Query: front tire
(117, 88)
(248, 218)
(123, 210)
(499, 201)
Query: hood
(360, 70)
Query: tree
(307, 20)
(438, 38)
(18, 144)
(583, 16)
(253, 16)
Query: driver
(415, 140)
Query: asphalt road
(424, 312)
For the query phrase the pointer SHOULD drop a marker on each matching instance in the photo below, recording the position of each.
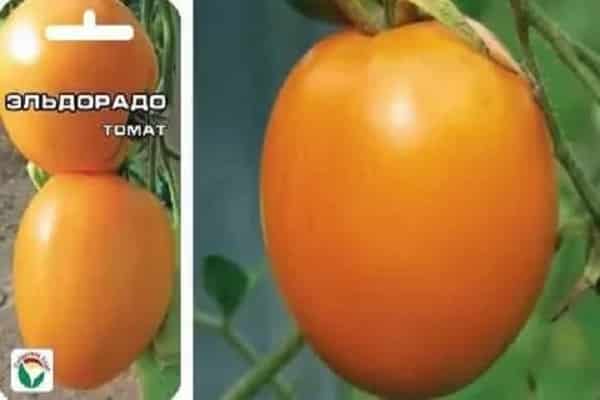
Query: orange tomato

--

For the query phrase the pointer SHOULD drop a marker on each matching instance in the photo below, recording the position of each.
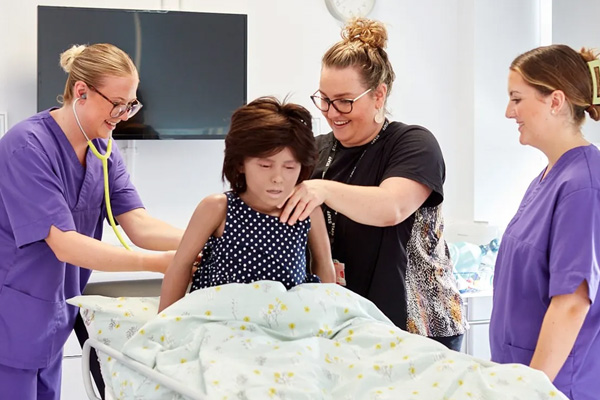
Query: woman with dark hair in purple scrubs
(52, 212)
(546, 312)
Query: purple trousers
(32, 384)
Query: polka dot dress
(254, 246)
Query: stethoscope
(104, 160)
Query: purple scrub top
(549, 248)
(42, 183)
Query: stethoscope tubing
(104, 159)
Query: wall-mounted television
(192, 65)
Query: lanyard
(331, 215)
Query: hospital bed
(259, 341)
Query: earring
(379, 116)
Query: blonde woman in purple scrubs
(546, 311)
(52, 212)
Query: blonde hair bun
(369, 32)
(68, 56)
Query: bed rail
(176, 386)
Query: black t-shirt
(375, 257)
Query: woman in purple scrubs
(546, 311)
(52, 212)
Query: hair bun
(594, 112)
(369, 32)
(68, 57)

--

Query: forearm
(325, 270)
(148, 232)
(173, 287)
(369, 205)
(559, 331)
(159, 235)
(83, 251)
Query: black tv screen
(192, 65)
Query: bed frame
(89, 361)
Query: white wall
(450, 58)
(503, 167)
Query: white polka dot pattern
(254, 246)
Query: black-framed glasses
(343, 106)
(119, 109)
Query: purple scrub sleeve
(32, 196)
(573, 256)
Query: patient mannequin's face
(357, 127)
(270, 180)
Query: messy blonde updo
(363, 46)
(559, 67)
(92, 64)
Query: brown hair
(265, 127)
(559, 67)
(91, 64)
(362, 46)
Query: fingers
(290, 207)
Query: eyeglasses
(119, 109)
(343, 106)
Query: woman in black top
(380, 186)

--

## AIM OF THE EXERCISE
From the material above, reproduce only what runs from the line holding "Query: front tire" down to the line holding "Query: orange tomato", both included, pictures excluded.

## ANSWER TO THIS TASK
Query: front tire
(117, 88)
(248, 218)
(123, 210)
(499, 201)
Query: hood
(360, 70)
Query: tree
(307, 20)
(438, 38)
(18, 144)
(583, 16)
(253, 16)
Query: driver
(415, 140)
Query: asphalt road
(424, 312)
For the query phrase the pointer SHOULD drop a marker on each matching instance in the photo below, recording the position of each.
Query: orange tomato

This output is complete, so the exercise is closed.